[Stored items]
::::::
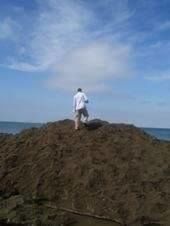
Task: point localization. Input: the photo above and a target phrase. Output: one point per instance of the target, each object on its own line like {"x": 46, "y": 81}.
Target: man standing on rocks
{"x": 79, "y": 105}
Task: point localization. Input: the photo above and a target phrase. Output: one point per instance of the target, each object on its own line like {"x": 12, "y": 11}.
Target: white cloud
{"x": 165, "y": 76}
{"x": 70, "y": 43}
{"x": 8, "y": 29}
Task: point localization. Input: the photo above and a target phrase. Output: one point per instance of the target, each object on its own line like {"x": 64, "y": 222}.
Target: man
{"x": 79, "y": 105}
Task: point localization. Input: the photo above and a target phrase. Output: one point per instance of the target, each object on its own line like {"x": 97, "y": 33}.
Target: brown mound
{"x": 111, "y": 170}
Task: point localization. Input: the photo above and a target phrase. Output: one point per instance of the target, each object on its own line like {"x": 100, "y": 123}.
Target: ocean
{"x": 17, "y": 127}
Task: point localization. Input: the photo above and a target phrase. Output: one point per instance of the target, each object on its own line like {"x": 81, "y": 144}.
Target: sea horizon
{"x": 15, "y": 127}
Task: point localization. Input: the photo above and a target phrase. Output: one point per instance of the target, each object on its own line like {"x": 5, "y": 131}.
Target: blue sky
{"x": 117, "y": 51}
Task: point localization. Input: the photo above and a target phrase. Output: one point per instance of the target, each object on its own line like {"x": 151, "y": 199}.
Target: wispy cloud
{"x": 68, "y": 42}
{"x": 164, "y": 26}
{"x": 165, "y": 76}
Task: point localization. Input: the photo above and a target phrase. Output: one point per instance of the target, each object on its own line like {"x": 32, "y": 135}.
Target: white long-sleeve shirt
{"x": 79, "y": 101}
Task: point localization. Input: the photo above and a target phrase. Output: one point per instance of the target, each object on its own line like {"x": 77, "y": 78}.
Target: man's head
::::::
Can the entries above be repeated exactly, without their pictures?

Task: point localization. Input: the photo above and a target phrase. Output: one point per instance of the target, each object on its own line like {"x": 46, "y": 81}.
Target: man standing on rocks
{"x": 79, "y": 105}
Task: point localization. Input: the photo above and a target phrase. Output: one point per instance of the target, each object on its own line like {"x": 12, "y": 11}.
Target: white cloud
{"x": 165, "y": 76}
{"x": 70, "y": 43}
{"x": 8, "y": 29}
Task: point localization. Input: the photo above and a target phrase. Output: one point per instance of the target, each object on its own line like {"x": 64, "y": 222}.
Target: man
{"x": 79, "y": 105}
Task: point localization. Input: the photo above and a target phrase. Output: one point per instance of the target, each object on its own line like {"x": 97, "y": 33}.
Target: brown mound
{"x": 111, "y": 170}
Task: point localization. Input: the photo above and a target phrase. Output: one point per instance of the target, each object on its own line like {"x": 100, "y": 123}.
Target: ocean
{"x": 17, "y": 127}
Task: point localization. Input: the photo above and a target phrase. Output: one point per instance of the target, each object on its own line like {"x": 81, "y": 144}.
Target: sea horizon
{"x": 15, "y": 127}
Task: point localization. Input: the photo above and a target phrase. Output: one point per instance of the target, each object on its own line like {"x": 5, "y": 131}.
Target: blue sky
{"x": 117, "y": 51}
Task: point localization. Input: the photo above and a target phrase. Output: one point per instance of the target, each object on its own line like {"x": 151, "y": 199}.
Target: wispy cloud
{"x": 68, "y": 42}
{"x": 164, "y": 26}
{"x": 165, "y": 76}
Task: point localization. Input: the photo above and a target phrase. Output: one point per instance of the target, each object on its own line like {"x": 32, "y": 135}.
Target: white long-sleeve shirt
{"x": 79, "y": 101}
Task: point localization. Input: the photo above and a target phrase. Output: one point per instance of the target, each object on its own line like {"x": 77, "y": 78}.
Target: man's head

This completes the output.